Teks yang Diberikan:
☆ ☆ ☆ ☆ ☆ ☆ ☆

Seorang dosen dan psikolog bernama Viva Darma Putri menyebutkan bahwa trauma tidak melulu terjadi hanya saat adanya sentuhan fisik. Diintip dalam kamar mandi yang merupakan area privasi seseorang, juga dapat menyebabkan paranoid bagi beberapa orang.
Kemudian, apabila paranoid tidak dihadapi dengan baik maka akan berujung pada kondisi gangguan psikis yaitu Paranoid Personality Disorder (PPD). Paranoid personality disorder merupakan gangguan mental yang melibatkan cara pikir yang eksentrik dan menyebabkan penderitanya mudah takut. Kondisi ini ditandai dalam beberapa gejala seperti sering berpikir aneh dan berkhayal, bahkan sering menaruh kecurigaan, hingga tidak bisa percaya sama orang lain.
Selain itu, seorang psikolog bernama Annelia Sari Sani, S.Psi, Psikolog dalam program e-Life (20/01/2023) mengatakan, “Kemudian dampak pada korban pelecehan seksual laki-laki, ini akan merasakan malu yang amat sangat besar. Karena merasa tidak bisa melindungi diri sendiri. Karena dalam budaya kita, laki-laki itu selalu diposisikan sebagai pelindung atau protector. Ketika dia merasa tidak bisa melindungi dirinya sendiri, bagaimana dia bisa melindungi orang-orang yang diposisikan lebih lemah dibanding dia.”

☆ ☆ ☆ ☆ ☆ ☆ ☆

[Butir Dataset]
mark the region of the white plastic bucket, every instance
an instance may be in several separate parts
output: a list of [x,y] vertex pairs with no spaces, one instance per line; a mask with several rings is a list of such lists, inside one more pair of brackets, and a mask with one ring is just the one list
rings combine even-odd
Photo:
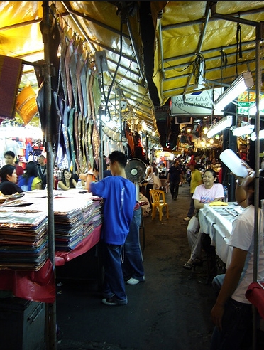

☆ ☆ ☆ ☆ ☆ ☆ ☆

Soal dan Tugas:
A – Jawablah pertanyaan berikut berdasarkan teks tentang trauma pelecehan seksual.
(i) Menurut Viva Darma Putri, diintip di tempat mana yang dapat menyebabkan paranoid bagi beberapa orang?
(ii) Paranoid yang tidak dihadapi dengan baik akan berujung pada gangguan psikis apa?
(iii) Menurut Annelia Sari Sani, laki-laki selalu diposisikan sebagai apa dalam budaya kita?
B – Kutiplah bagian dari teks tentang trauma pelecehan seksual, mulai dari kata-kata yang memuat "Seorang dosen dan" dan berhenti setelah "sama orang lain.".

Hasil Latihan:
A –
(i) Di kamar mandi, yang merupakan area privasi seseorang.
(ii) Paranoid Personality Disorder (PPD).
(iii) Sebagai pelindung atau protector.

B –
Seorang dosen dan psikolog bernama Viva Darma Putri menyebutkan bahwa trauma tidak melulu terjadi hanya saat adanya sentuhan fisik. Diintip dalam kamar mandi yang merupakan area privasi seseorang, juga dapat menyebabkan paranoid bagi beberapa orang.
Kemudian, apabila paranoid tidak dihadapi dengan baik maka akan berujung pada kondisi gangguan psikis yaitu Paranoid Personality Disorder (PPD). Paranoid personality disorder merupakan gangguan mental yang melibatkan cara pikir yang eksentrik dan menyebabkan penderitanya mudah takut. Kondisi ini ditandai dalam beberapa gejala seperti sering berpikir aneh dan berkhayal, bahkan sering menaruh kecurigaan, hingga tidak bisa percaya sama orang lain.